Passage source:
----------------------------------------

Cependant, les cellules sénescentes peuvent aussi jouer un rôle positif: lorsquʼil affecte des cellules cancéreuses, ce processus de sénescence évite par exemple de développer des tumeurs. Cʼest pourquoi dʼautres entreprises cherchent à atténuer les effets pervers de ces cellules plutôt quʼà les supprimer. Cʼest notamment le cas de Senisca, start-up britannique dont Lorna Harries est la cofondatrice.

Une troisième option consiste à manipuler les cellules pour les reprogrammer et leur faire ainsi retrouver leur prime jeunesse. Cette technique suscite actuellement de nombreux espoirs. Elle est toutefois encore à un stade plus expérimental, le fait de cibler des gènes bien précis à un moment particulier pour leur faire accomplir ce que lʼon veut nʼétant pas une mince affaire. Plusieurs entreprises se sont toutefois lancées sur ce créneau, dont Shift Bioscience, Celularity ou encore Altos Labs, société californienne qui a levé trois milliards de dollars début 2022, dont elle sʼest servie pour recruter des scientifiques de premier ordre, parmi lesquels Juan Carlos Izpisúa Belmonte, lʼun des pionniers de la reprogrammation cellulaire.

----------------------------------------

Entrées tirées d'une collection:

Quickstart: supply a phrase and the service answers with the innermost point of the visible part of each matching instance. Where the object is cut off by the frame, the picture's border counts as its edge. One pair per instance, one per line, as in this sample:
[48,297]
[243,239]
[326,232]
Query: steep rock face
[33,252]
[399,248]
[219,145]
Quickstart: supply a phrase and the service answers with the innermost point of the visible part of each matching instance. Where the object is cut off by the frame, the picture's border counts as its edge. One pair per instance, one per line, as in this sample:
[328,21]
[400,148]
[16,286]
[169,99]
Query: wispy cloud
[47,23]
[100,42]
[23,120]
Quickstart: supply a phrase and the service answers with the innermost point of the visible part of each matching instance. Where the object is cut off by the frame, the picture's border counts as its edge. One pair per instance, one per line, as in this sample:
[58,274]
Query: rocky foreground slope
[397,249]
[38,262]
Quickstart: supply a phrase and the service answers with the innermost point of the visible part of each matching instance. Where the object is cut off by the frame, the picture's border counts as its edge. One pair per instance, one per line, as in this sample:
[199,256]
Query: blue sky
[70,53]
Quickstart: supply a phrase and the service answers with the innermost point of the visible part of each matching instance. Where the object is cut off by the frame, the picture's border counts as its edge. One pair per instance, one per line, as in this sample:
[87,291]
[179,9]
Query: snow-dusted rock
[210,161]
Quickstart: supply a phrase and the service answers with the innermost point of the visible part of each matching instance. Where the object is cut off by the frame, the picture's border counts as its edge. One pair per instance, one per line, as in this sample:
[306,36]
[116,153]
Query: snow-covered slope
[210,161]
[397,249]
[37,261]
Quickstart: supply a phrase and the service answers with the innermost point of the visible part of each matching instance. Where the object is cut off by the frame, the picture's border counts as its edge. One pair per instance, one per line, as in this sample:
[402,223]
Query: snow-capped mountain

----------------------------------------

Explorer le contenu:
A. Les affirmations suivantes concordent-elles avec l'extrait ? (i) Senisca est une start-up britannique. (ii) La reprogrammation des cellules est une technique déjà parvenue à maturité. (iii) Altos Labs a levé trois milliards de dollars début 2022. Répondez par oui ou par non à chacune, en citant à l'identique les mots de l'extrait qui tranchent.
B. Reproduisez à l'identique, s'il vous plaît, le passage de l'extrait allant de « Une troisième option » jusqu'à « la reprogrammation cellulaire. ».

Réponses apportées:
A.
(i) Oui : « Senisca, start-up britannique dont Lorna Harries est la cofondatrice ».
(ii) Non : « Elle est toutefois encore à un stade plus expérimental ».
(iii) Oui : « société californienne qui a levé trois milliards de dollars début 2022 ».

B.
Une troisième option consiste à manipuler les cellules pour les reprogrammer et leur faire ainsi retrouver leur prime jeunesse. Cette technique suscite actuellement de nombreux espoirs. Elle est toutefois encore à un stade plus expérimental, le fait de cibler des gènes bien précis à un moment particulier pour leur faire accomplir ce que lʼon veut nʼétant pas une mince affaire. Plusieurs entreprises se sont toutefois lancées sur ce créneau, dont Shift Bioscience, Celularity ou encore Altos Labs, société californienne qui a levé trois milliards de dollars début 2022, dont elle sʼest servie pour recruter des scientifiques de premier ordre, parmi lesquels Juan Carlos Izpisúa Belmonte, lʼun des pionniers de la reprogrammation cellulaire.